BEGIN READING PASSAGE
That perception becomes even stronger when investigations are accompanied by dramatic displays that appear designed to humiliate rather than prosecute. Denying family access to food or restricting medical consultations creates the impression of punishment before conviction. It shifts the focus from alleged corruption to alleged persecution.
The ICPC must be careful not to turn El-Rufai into a political martyr. Nigeria has witnessed this cycle repeatedly. Public officials under investigation often gain sympathy not because citizens suddenly believe they are innocent, but because the conduct of the state appears excessive. In many cases, heavy-handed treatment allows politically exposed persons to rebrand themselves as victims of oppression rather than subjects of legitimate inquiry.
Ironically, this can damage anti-corruption efforts more than outright inaction. Once the public loses confidence in the neutrality of institutions, every prosecution becomes politically contaminated.
There is another deeper danger in this unfolding drama: the erosion of institutional maturity.
END READING PASSAGE
▶ _TASK SET_:
1. In the commentary on the ICPC investigation, what does heavy-handed treatment allow politically exposed persons to do?
2. Revise the commentary on the ICPC investigation from "That perception becomes" to "of legitimate inquiry.", changing "political martyr" to "public hero".
BEGIN DATA
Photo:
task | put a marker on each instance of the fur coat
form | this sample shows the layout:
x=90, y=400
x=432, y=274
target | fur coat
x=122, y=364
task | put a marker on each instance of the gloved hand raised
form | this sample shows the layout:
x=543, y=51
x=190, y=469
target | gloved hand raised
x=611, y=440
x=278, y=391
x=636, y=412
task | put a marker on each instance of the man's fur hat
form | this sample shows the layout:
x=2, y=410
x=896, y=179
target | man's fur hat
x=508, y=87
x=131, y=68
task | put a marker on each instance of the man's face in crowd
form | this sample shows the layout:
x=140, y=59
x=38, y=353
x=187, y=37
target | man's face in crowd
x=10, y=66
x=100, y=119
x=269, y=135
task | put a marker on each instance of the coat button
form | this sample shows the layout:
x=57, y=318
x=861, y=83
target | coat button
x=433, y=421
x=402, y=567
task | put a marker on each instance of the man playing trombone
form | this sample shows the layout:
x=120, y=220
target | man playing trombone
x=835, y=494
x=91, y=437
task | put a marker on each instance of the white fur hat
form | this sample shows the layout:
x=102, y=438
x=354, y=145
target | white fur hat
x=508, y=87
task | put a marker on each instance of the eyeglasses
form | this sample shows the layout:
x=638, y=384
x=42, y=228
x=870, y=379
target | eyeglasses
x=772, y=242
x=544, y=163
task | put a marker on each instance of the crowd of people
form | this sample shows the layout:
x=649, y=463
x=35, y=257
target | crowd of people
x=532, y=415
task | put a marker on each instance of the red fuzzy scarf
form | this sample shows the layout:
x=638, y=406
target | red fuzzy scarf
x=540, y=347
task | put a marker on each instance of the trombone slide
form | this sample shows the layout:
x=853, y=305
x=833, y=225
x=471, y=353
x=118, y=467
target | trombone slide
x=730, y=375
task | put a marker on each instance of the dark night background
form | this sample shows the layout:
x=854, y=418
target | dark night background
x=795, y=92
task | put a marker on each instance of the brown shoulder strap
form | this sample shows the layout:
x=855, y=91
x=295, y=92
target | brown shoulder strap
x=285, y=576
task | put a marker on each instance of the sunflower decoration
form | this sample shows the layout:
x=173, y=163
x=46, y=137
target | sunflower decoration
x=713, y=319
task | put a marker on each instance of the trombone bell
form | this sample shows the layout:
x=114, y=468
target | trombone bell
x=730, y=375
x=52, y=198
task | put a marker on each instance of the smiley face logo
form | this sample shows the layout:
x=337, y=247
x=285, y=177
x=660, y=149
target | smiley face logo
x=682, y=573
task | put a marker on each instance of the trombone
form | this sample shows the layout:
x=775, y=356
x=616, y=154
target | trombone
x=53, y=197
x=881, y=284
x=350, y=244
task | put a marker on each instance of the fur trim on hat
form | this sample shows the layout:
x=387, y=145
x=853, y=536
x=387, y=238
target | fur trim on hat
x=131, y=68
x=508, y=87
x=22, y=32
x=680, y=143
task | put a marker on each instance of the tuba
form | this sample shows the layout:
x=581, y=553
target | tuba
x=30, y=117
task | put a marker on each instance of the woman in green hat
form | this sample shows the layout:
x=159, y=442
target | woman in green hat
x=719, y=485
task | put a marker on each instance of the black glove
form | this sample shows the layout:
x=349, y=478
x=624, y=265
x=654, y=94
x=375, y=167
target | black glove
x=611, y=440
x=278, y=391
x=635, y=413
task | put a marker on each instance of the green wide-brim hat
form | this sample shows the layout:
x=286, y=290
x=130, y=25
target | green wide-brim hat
END DATA
▶ _ANSWER SECTION_:
1. It allows them to rebrand themselves as victims of oppression rather than subjects of legitimate inquiry.

2.
That perception becomes even stronger when investigations are accompanied by dramatic displays that appear designed to humiliate rather than prosecute. Denying family access to food or restricting medical consultations creates the impression of punishment before conviction. It shifts the focus from alleged corruption to alleged persecution.
The ICPC must be careful not to turn El-Rufai into a public hero. Nigeria has witnessed this cycle repeatedly. Public officials under investigation often gain sympathy not because citizens suddenly believe they are innocent, but because the conduct of the state appears excessive. In many cases, heavy-handed treatment allows politically exposed persons to rebrand themselves as victims of oppression rather than subjects of legitimate inquiry.